* TRECHO FORNECIDO *
WORKSHOP 16: RESGATANDO A INFÂNCIA PERDIDA: DESCOBRINDO, INTEGRANDO E CONSTRUINDO NOVAS POSSIBILIDADES

 

Autora: Luciana Aguiar

 

OBJETIVO GERAL

Propiciar a emergência desde um fundo habitual, de formas neuróticas ou criadoras, a partir da sensibilização proporcionada pela apresentação de dados evocadores de experiências infantis.


OBJETIVOS ESPECÍFICOS

• Sensibilizar os participantes no que se refere à história de sua infância.
• Possibilitar a evocação de cenas infantis, com suas respectivas emoções associadas.
• Promover a identificação de formas habituais infantis, neuróticas ou criadoras, que se mantém como fundo na atual situação de vida do participante.
• Abrir a possibilidade de uma nova forma de satisfação para os excitamentos reprimidos na situação presente.
• Propiciar a reflexão acerca da implicação da existência e permanência de tais formas em seu cotidiano de psicoterapeuta.

 

FUNDAMENTAÇÃO TEÓRICA

Em trabalho anterior (Aguiar, 2005), frisamos que, em se tratando do trabalho clínico, reveste-se de crucial importância o estabelecimento e a compreensão de uma perspectiva de ser humano e uma consequente prática clinica, bem como da necessidade premente do psicoterapeuta submeter-se a psicoterapia com o objetivo de possibilitar a emergência e o trabalho com suas situações inacabadas que, atuando como uma fisiologia secundária (PHG, 1997), está presente no campo terapêutico, como um fundo habitual que orienta sua compreensão e suas intervenções.

* INSTRUÇÕES DO EXERCÍCIO *
De acordo com a fundamentação teórica do trecho fornecido, a que o psicoterapeuta tem necessidade premente de se submeter, e com que objetivo?

* Dados de localização com um ponto por instância *
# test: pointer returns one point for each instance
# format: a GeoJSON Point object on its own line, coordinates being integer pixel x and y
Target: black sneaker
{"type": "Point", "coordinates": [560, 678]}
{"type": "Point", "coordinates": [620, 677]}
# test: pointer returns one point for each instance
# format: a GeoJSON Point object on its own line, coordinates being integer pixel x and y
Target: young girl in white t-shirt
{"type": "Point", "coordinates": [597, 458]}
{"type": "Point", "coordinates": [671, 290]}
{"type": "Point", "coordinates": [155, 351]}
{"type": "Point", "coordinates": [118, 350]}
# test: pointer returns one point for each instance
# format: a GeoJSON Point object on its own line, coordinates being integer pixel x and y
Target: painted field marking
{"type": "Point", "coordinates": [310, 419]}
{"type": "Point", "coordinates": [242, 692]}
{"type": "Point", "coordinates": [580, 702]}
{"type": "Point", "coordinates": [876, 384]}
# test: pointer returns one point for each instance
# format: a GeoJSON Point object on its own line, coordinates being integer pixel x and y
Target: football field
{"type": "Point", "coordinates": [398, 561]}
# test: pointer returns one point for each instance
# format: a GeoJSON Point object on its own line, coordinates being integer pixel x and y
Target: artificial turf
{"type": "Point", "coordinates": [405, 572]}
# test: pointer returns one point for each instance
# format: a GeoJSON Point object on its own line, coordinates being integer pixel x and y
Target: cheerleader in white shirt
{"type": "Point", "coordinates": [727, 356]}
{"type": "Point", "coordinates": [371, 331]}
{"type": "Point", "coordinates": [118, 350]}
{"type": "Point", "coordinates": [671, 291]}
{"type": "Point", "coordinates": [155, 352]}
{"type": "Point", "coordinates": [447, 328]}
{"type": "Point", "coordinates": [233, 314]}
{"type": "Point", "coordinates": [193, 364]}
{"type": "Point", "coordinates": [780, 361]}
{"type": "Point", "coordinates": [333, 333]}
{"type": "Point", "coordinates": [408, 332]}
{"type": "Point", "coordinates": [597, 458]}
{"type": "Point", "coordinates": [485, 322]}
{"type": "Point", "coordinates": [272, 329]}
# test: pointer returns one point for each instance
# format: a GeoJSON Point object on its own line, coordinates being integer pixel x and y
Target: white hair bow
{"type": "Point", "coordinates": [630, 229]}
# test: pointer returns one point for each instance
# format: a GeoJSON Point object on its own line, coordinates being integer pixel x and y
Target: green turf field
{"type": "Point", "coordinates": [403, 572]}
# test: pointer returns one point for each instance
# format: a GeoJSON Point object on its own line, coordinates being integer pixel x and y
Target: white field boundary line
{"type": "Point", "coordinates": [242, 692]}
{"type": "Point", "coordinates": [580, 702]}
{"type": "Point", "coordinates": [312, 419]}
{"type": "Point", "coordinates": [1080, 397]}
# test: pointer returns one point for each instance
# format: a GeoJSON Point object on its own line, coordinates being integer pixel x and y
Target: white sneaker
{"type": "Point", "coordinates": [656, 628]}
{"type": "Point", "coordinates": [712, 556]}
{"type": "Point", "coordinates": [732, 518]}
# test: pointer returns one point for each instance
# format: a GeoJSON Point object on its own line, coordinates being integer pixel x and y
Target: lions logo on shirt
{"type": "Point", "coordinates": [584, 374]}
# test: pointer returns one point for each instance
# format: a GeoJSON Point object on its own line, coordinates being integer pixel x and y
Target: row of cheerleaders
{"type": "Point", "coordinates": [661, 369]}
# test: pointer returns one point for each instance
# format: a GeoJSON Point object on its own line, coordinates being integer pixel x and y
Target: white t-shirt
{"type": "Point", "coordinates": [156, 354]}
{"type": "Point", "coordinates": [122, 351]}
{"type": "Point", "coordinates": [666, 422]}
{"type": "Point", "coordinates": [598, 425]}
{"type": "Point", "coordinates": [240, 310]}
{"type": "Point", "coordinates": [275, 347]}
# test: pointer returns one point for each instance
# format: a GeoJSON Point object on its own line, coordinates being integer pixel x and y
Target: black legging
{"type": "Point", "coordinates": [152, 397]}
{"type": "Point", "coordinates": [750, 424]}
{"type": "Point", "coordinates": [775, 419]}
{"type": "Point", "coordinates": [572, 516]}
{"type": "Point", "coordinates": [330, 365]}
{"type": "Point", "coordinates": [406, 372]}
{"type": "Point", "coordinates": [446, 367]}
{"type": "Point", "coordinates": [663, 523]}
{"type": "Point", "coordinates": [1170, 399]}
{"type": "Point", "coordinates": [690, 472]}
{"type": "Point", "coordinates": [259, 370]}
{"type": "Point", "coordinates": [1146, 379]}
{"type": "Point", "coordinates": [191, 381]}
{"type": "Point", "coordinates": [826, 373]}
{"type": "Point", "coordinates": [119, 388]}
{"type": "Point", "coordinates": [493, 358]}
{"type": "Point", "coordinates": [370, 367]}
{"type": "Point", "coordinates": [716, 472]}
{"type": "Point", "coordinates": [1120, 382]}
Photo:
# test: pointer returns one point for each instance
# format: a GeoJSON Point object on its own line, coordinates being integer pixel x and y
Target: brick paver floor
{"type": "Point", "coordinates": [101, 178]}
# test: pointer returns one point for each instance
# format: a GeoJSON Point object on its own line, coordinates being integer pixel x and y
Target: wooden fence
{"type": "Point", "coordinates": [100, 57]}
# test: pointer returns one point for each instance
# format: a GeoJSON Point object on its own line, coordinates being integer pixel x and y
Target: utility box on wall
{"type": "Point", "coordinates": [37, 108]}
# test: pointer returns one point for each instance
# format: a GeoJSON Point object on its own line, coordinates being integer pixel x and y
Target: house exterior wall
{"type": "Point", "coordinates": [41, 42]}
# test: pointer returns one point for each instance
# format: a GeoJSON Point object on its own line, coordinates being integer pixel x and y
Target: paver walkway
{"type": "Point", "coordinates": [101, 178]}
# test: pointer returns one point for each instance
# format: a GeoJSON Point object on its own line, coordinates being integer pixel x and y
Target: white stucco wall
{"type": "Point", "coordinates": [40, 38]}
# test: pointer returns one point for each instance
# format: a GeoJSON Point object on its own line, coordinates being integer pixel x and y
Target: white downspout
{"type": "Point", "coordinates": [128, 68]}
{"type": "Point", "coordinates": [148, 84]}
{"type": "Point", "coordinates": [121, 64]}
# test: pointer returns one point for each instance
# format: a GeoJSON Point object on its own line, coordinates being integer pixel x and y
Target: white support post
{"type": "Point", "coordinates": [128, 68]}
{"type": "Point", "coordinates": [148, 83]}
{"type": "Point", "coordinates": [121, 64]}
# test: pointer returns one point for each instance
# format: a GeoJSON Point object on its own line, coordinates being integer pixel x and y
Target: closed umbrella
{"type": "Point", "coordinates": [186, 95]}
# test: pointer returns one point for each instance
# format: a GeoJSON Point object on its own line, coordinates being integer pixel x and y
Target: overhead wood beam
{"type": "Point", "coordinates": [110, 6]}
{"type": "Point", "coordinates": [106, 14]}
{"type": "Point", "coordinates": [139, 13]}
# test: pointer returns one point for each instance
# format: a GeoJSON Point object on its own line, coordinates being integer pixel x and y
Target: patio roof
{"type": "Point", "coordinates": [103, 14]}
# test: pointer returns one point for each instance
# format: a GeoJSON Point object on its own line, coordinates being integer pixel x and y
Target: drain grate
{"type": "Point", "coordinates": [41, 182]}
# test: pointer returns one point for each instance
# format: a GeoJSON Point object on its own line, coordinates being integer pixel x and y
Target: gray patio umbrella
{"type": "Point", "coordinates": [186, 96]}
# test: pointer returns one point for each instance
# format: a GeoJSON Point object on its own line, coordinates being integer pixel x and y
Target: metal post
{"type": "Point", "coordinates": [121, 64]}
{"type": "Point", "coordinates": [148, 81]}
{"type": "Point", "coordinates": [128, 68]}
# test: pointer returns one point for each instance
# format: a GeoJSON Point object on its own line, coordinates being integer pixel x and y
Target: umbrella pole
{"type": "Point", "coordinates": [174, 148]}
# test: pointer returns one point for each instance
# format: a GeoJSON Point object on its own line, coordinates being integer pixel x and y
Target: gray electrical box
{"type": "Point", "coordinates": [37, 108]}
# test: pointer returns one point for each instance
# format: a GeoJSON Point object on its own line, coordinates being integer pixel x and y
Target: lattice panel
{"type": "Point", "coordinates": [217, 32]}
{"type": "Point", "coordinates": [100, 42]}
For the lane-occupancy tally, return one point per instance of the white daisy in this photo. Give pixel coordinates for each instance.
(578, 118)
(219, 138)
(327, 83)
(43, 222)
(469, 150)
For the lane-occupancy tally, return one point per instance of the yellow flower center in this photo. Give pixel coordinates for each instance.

* EXERCÍCIO RESOLVIDO *
A psicoterapia, com o objetivo de possibilitar a emergência e o trabalho com suas situações inacabadas.